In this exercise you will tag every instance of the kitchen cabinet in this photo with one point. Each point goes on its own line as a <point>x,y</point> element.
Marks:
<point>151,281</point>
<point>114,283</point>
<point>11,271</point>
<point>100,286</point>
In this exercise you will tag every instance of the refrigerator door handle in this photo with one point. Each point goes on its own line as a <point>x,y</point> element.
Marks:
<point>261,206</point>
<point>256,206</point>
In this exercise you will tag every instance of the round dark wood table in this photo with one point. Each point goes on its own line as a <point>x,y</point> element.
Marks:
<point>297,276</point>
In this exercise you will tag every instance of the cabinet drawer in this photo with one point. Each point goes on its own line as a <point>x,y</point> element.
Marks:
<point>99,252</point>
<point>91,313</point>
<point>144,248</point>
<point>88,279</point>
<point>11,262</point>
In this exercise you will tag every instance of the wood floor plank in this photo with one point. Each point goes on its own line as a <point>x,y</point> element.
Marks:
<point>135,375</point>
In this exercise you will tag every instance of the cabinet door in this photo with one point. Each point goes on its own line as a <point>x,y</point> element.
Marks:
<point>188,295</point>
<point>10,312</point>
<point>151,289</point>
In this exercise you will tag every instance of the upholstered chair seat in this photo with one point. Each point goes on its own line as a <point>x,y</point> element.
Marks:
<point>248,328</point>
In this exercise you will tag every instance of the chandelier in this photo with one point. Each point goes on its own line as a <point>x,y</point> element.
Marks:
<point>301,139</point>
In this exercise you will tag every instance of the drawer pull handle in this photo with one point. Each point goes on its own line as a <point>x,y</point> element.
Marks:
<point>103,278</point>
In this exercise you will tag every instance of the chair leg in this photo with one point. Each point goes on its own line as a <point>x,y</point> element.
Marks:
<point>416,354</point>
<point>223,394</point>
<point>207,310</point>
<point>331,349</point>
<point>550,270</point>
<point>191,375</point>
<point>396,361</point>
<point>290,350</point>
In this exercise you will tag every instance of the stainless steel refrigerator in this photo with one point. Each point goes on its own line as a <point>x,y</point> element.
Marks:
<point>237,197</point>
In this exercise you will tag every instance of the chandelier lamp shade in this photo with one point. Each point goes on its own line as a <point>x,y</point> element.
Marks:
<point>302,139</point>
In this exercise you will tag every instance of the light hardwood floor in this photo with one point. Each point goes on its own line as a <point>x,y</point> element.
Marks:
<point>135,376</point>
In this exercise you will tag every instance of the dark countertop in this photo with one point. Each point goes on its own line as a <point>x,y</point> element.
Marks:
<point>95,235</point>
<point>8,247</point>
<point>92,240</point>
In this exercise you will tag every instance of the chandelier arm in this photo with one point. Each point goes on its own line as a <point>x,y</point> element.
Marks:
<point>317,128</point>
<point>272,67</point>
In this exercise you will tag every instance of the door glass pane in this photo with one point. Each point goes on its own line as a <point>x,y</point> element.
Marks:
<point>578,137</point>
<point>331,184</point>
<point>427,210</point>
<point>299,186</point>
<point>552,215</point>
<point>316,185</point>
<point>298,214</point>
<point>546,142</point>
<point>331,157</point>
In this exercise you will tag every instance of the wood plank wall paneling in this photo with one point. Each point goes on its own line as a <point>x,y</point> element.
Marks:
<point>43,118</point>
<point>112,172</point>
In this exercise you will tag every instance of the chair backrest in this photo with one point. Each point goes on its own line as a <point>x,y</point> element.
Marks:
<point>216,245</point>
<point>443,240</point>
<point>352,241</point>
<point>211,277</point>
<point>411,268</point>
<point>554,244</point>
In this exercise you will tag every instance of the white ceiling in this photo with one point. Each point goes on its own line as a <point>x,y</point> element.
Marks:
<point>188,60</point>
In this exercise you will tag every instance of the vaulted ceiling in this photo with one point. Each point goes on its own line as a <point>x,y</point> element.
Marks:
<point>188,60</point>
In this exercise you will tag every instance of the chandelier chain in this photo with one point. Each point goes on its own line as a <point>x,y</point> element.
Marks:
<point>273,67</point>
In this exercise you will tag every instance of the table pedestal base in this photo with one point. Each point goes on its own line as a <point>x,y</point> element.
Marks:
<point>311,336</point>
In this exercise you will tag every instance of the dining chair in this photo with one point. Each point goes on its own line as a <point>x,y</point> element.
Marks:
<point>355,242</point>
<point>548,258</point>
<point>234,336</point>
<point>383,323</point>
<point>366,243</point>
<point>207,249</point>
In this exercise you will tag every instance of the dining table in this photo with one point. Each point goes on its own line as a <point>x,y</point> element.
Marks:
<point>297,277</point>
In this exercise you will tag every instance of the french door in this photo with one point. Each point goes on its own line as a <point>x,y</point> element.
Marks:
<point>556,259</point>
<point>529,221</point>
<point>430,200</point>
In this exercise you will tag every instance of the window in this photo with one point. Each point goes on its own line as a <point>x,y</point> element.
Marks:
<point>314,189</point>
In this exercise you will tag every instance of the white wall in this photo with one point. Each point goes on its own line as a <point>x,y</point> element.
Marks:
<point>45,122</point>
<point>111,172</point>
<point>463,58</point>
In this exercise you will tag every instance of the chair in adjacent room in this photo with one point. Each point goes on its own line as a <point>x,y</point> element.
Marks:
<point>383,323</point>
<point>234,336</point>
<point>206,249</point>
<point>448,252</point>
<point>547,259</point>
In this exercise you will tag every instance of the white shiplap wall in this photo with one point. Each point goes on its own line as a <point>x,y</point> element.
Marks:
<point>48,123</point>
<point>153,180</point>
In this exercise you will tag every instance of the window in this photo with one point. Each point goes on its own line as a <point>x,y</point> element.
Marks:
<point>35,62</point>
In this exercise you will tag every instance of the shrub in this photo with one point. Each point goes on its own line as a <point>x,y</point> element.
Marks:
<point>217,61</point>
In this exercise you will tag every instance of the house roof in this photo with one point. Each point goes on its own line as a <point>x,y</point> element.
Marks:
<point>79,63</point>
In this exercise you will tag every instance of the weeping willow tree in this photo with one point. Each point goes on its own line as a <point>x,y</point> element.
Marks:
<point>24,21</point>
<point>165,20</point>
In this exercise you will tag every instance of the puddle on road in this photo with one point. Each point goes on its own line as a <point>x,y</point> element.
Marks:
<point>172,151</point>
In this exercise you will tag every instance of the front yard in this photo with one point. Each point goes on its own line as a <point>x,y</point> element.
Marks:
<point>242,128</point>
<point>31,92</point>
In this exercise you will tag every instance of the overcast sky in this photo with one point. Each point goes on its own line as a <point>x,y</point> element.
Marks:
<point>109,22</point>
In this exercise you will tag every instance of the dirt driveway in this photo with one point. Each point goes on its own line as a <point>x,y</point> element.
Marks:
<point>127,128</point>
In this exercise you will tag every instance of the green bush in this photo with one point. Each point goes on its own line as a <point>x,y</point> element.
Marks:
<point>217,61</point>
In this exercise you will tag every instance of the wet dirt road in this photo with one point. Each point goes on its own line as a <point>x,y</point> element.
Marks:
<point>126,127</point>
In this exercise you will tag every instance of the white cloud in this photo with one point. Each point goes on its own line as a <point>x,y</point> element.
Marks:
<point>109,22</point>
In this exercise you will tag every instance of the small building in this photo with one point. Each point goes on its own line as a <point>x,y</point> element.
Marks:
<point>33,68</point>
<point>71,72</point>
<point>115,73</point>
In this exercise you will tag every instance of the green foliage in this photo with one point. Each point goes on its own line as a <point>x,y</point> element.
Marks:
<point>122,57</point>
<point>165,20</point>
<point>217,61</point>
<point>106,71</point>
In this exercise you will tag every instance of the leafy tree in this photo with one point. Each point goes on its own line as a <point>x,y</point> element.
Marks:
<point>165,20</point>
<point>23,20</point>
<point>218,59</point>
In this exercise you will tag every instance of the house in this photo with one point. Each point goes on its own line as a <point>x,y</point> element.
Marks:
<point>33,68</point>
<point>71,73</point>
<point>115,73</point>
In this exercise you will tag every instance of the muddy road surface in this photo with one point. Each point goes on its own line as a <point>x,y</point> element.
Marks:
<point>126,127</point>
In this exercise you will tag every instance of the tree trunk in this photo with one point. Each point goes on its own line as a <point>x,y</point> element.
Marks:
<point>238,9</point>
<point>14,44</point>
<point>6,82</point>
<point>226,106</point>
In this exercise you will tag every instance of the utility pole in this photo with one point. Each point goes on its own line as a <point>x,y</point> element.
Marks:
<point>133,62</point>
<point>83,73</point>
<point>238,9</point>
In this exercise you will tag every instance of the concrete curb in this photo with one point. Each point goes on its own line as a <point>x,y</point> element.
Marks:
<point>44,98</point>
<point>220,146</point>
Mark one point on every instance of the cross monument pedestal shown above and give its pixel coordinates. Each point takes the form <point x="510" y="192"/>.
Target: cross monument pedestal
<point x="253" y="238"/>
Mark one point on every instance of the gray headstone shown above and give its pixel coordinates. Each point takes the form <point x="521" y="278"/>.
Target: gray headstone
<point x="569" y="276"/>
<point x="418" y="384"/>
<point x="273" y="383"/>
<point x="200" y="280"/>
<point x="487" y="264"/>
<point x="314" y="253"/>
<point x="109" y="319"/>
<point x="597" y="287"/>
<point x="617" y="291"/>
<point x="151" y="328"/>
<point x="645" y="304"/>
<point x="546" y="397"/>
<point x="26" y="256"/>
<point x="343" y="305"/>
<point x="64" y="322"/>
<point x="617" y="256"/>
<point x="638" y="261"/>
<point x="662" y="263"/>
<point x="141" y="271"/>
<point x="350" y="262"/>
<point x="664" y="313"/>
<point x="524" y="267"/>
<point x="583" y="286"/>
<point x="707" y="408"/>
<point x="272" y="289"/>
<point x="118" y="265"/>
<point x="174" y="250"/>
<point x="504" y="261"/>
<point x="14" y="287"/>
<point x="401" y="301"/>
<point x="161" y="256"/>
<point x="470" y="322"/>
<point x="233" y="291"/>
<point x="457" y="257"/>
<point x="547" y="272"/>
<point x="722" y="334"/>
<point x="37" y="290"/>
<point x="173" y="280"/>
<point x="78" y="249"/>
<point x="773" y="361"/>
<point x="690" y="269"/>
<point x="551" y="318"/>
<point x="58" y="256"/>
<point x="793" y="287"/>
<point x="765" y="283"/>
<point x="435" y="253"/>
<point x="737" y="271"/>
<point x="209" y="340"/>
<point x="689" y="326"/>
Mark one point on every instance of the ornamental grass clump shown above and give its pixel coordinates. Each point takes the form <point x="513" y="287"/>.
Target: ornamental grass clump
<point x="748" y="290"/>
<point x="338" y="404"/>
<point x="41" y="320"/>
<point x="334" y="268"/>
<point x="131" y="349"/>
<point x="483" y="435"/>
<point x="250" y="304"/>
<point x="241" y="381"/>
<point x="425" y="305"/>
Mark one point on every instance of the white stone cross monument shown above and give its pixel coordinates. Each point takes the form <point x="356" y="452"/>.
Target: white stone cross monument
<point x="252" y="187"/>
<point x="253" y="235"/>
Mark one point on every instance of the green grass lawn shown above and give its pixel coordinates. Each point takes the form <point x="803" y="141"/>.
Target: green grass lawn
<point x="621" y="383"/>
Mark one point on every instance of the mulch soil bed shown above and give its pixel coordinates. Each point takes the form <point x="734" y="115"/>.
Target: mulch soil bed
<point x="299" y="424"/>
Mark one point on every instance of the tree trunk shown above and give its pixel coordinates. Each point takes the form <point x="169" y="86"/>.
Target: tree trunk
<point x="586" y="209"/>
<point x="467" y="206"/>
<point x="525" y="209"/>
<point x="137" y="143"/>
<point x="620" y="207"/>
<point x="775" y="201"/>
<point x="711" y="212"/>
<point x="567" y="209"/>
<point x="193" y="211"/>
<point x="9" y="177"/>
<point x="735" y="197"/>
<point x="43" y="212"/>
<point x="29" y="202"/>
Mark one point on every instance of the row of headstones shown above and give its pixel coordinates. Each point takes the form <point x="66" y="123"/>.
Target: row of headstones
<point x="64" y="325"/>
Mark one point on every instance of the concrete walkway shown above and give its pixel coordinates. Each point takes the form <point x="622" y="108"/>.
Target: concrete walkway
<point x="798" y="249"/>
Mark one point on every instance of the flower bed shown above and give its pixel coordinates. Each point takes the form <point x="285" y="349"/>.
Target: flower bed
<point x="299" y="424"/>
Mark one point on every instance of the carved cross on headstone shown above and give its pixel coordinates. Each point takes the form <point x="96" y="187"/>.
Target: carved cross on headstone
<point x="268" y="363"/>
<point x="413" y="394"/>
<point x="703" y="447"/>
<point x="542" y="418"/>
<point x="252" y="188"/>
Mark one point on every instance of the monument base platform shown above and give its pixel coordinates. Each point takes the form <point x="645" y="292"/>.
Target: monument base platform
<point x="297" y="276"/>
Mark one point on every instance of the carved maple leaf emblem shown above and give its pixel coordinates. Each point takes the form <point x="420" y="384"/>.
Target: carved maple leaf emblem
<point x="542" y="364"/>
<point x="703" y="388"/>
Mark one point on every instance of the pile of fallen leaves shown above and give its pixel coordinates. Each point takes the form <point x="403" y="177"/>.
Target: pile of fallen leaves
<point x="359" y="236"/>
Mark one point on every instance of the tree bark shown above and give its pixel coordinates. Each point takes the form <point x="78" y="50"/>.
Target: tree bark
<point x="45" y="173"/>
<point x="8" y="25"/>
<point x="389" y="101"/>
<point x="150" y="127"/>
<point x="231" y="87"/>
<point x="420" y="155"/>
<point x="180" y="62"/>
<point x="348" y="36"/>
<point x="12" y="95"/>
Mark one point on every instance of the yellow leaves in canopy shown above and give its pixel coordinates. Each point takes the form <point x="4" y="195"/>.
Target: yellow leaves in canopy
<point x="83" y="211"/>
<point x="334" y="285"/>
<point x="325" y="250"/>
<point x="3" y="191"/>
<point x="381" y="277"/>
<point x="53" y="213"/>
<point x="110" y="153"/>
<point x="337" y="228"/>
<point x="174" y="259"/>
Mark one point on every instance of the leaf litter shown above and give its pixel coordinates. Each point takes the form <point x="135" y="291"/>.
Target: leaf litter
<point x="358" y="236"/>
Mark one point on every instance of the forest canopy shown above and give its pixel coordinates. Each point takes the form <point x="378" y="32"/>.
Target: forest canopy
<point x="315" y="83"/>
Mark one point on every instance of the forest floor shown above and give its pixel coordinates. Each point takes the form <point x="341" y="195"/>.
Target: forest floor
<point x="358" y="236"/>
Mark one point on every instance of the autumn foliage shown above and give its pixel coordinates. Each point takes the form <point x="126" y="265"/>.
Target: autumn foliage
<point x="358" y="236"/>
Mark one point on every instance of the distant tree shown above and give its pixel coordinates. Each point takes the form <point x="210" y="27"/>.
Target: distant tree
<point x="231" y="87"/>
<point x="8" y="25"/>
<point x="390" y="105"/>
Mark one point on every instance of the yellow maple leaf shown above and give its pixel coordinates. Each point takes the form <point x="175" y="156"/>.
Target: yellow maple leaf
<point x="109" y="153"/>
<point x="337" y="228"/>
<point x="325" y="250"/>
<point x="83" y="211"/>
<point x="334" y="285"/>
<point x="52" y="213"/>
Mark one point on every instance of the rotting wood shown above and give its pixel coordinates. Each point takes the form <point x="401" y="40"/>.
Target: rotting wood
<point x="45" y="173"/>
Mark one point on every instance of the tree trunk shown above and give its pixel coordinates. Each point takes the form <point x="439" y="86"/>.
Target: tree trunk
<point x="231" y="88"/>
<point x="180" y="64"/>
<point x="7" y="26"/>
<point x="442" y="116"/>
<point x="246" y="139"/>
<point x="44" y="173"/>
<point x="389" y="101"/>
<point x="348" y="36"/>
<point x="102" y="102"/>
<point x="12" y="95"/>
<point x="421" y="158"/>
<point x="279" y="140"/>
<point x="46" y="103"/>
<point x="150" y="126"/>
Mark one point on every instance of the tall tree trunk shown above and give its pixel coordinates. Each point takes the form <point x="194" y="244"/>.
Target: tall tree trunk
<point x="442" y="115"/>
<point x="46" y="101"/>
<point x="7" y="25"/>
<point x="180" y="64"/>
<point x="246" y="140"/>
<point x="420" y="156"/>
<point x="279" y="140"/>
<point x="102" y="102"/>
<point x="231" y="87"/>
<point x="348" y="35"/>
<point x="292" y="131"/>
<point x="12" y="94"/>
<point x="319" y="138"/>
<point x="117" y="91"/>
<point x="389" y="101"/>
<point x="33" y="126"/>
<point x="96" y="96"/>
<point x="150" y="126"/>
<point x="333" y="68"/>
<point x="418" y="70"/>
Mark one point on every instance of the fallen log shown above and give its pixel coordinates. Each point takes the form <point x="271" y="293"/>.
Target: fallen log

--------------------

REQUIREMENT –
Each line of the data above that contains "refrigerator" counts once; report the total alone.

TASK OUTPUT –
2